┌──

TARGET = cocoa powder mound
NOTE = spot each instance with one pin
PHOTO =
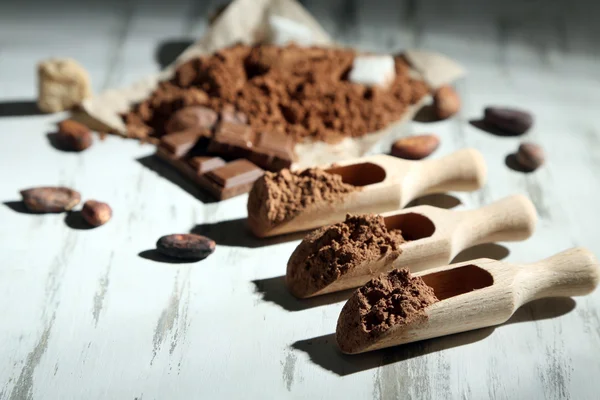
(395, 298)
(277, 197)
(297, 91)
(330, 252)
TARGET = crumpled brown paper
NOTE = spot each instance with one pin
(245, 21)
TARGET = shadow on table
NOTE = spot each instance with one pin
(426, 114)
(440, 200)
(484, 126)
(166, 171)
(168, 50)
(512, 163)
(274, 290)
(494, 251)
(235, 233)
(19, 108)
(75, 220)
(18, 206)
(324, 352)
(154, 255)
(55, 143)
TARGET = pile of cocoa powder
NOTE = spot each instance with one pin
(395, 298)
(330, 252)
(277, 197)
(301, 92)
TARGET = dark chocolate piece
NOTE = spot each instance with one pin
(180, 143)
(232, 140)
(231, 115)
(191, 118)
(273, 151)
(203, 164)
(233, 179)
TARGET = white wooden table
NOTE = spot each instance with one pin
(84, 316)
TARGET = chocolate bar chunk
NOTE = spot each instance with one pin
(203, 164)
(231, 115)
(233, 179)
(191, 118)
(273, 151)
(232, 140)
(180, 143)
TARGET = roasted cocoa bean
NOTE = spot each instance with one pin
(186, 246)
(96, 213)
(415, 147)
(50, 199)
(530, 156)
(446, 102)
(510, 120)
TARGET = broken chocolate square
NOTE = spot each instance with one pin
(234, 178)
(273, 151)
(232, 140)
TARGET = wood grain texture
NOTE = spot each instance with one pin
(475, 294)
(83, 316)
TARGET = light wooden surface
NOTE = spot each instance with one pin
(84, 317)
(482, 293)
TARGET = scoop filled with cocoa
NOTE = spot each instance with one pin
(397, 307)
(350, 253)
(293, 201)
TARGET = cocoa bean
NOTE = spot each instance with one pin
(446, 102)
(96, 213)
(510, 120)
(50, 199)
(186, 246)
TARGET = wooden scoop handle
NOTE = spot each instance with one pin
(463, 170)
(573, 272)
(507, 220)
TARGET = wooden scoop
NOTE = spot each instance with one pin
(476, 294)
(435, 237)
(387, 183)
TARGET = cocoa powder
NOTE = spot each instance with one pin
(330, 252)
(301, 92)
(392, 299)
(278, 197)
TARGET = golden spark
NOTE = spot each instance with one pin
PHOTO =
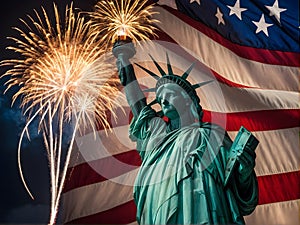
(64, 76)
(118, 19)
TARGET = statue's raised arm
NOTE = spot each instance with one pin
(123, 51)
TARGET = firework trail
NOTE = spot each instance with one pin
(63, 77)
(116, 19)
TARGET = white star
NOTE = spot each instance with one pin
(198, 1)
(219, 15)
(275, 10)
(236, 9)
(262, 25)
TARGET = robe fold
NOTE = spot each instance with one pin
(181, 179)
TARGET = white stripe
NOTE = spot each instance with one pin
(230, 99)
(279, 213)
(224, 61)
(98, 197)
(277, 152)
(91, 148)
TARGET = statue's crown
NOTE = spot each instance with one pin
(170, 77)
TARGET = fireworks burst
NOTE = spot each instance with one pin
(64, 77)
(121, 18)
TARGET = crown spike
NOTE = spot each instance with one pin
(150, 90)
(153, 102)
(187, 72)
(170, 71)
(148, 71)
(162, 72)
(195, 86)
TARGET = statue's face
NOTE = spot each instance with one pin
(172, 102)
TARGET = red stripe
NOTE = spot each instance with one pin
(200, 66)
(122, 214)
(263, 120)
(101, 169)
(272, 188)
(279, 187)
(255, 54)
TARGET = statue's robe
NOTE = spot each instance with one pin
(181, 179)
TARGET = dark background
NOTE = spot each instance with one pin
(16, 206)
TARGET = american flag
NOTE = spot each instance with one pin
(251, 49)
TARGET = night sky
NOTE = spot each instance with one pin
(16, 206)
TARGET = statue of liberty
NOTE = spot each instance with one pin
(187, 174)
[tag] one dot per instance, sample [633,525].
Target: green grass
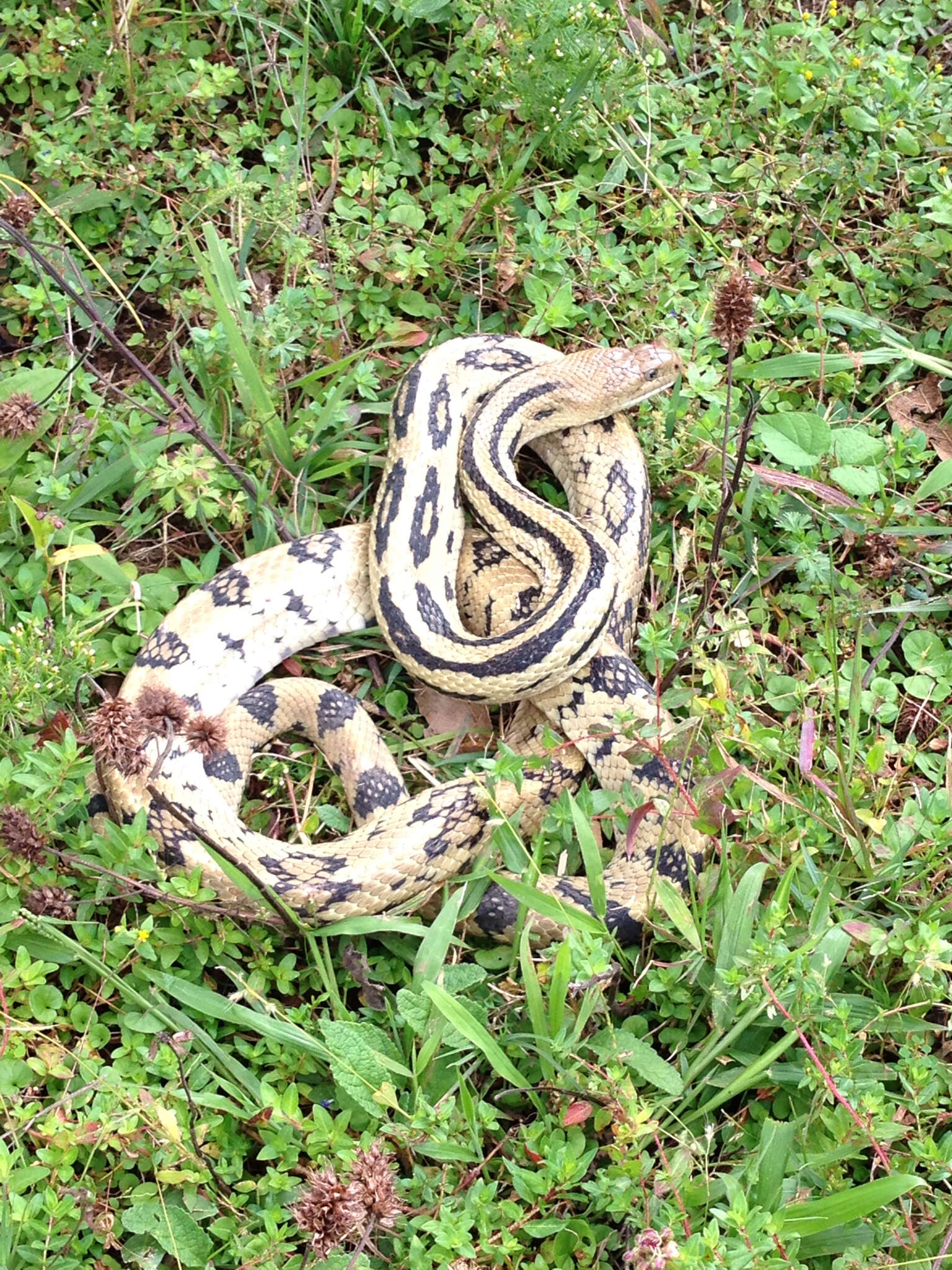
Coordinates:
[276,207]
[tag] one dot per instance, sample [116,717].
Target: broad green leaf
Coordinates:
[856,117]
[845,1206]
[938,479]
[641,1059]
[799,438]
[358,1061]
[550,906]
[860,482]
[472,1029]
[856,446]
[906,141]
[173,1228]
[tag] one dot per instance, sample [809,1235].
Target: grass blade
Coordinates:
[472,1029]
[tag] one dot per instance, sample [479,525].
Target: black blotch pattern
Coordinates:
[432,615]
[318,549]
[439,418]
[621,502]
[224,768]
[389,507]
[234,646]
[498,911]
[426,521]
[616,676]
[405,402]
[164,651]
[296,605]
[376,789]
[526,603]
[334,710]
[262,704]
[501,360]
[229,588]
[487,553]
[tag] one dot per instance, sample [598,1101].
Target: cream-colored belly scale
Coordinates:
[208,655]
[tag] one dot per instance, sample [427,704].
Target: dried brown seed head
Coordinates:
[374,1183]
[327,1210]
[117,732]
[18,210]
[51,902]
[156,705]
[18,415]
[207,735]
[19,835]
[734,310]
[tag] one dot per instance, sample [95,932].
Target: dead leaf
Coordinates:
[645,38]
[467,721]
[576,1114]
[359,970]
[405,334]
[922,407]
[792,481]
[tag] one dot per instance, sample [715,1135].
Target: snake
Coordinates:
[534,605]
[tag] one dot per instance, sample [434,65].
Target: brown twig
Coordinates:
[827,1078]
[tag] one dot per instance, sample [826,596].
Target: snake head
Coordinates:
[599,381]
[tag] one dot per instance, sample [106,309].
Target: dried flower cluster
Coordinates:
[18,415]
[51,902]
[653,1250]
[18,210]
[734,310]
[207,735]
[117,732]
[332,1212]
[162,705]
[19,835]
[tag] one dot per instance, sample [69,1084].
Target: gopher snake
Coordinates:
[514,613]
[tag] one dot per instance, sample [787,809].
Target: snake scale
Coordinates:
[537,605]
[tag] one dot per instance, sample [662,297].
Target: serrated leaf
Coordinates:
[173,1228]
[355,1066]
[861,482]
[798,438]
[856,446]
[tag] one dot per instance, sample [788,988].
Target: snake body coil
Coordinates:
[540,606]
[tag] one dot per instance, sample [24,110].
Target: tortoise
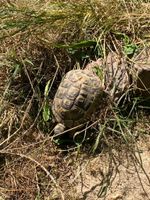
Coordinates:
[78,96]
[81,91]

└──
┌──

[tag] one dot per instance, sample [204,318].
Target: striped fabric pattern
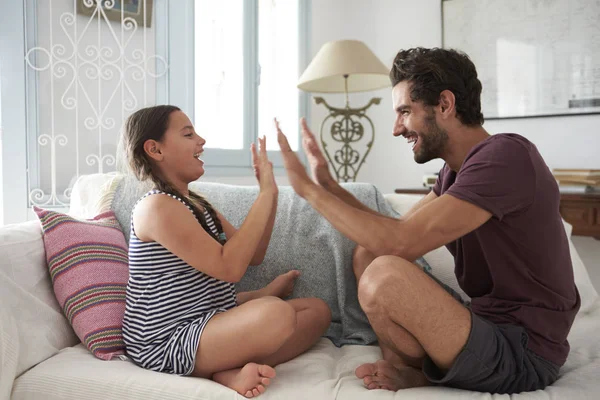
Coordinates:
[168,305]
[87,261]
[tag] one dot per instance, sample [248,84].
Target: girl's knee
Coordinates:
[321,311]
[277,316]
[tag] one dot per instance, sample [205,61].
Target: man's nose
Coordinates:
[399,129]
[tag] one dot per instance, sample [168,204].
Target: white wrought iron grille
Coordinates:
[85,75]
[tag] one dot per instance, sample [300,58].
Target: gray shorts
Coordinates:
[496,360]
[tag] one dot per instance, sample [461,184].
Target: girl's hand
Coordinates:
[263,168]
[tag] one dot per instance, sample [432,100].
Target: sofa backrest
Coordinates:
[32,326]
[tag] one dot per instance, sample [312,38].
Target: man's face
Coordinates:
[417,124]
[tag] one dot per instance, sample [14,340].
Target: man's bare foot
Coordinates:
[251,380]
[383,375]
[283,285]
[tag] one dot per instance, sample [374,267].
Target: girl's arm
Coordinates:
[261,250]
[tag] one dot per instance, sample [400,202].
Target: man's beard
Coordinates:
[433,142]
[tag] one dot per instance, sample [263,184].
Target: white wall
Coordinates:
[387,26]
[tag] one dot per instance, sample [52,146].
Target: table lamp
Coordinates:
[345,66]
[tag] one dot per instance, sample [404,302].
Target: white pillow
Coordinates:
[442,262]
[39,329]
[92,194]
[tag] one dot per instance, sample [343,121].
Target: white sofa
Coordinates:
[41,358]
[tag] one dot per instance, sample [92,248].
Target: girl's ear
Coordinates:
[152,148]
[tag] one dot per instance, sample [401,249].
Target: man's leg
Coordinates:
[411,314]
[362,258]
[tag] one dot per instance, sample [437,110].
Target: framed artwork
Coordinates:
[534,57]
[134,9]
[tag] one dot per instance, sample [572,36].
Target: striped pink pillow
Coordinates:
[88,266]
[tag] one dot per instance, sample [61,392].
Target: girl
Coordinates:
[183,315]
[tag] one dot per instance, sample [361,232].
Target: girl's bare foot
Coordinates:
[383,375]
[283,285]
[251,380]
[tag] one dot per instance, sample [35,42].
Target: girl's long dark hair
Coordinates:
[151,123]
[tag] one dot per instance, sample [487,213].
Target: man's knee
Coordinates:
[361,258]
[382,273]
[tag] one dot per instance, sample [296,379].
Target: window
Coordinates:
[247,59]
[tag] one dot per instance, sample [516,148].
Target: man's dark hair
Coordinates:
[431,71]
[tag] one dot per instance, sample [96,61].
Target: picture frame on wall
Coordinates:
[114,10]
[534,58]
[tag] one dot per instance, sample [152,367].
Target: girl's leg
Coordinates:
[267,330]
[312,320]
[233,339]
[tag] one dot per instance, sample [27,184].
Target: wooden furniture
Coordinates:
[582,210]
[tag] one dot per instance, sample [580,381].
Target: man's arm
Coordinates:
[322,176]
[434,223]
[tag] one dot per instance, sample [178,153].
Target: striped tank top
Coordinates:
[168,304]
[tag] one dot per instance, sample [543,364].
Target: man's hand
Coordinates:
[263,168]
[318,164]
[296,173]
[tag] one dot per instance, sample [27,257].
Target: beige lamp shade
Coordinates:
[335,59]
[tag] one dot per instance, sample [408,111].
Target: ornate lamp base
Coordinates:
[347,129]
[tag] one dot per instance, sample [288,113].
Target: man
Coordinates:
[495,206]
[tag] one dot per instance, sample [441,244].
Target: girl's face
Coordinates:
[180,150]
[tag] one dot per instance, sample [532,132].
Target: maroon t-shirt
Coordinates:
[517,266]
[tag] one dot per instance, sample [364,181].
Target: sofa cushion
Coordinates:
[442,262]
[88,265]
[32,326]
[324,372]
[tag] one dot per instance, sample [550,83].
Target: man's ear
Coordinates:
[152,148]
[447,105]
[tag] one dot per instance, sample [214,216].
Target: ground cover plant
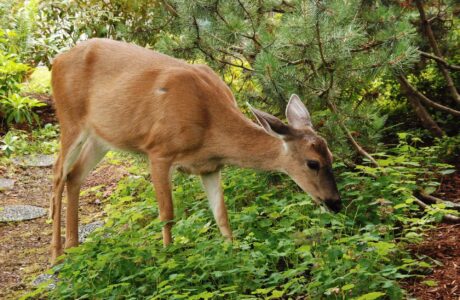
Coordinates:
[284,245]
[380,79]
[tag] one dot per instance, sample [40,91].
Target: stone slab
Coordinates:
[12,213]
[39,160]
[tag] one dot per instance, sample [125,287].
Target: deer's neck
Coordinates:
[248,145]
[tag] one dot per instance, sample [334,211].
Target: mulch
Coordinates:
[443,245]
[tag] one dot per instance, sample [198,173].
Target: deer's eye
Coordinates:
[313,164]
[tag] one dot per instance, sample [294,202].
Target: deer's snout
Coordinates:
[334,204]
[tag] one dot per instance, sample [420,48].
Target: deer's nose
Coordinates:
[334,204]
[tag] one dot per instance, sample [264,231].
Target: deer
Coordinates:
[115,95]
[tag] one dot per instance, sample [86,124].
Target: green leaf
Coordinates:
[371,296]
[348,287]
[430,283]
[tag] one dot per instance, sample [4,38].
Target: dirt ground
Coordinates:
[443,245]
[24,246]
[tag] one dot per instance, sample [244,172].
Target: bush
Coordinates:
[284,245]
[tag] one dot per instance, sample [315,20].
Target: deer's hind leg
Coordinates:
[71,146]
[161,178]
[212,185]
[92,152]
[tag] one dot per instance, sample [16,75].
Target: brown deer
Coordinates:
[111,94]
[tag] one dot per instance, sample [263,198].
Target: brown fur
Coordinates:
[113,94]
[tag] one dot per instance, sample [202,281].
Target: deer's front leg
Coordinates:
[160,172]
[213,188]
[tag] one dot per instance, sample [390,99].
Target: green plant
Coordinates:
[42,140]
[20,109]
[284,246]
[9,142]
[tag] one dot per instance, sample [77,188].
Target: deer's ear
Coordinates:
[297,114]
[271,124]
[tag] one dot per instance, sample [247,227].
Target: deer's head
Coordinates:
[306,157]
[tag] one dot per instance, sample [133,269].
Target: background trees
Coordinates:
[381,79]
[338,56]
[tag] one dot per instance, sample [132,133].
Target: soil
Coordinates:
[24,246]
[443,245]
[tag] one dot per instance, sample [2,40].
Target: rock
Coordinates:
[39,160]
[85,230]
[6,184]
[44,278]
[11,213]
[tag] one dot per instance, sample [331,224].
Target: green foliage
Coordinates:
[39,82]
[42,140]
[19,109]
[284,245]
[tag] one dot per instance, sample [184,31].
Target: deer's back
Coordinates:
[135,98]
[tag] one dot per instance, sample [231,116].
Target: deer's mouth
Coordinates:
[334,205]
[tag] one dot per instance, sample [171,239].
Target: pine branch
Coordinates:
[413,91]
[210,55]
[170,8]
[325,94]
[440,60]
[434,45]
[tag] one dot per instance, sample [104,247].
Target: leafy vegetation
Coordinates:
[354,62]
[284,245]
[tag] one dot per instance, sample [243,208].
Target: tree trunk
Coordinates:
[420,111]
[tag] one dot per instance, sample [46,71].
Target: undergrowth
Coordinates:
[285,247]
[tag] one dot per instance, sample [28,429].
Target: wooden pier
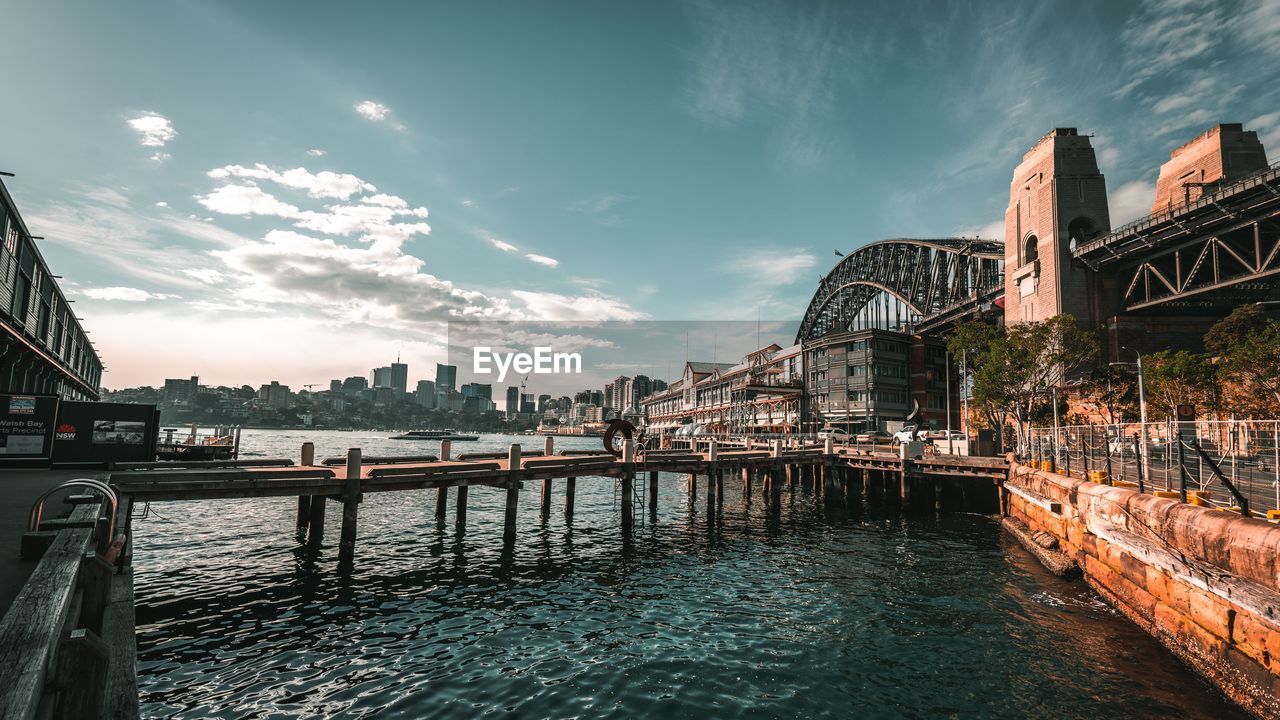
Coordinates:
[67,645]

└──

**Problem**. Find every line in the data above that contains the word "statue" and copy each of those lines.

**The solution**.
TARGET = statue's raised arm
TARGET = statue's crown
TARGET = statue's face
TARGET = statue's robe
TARGET = statue of liberty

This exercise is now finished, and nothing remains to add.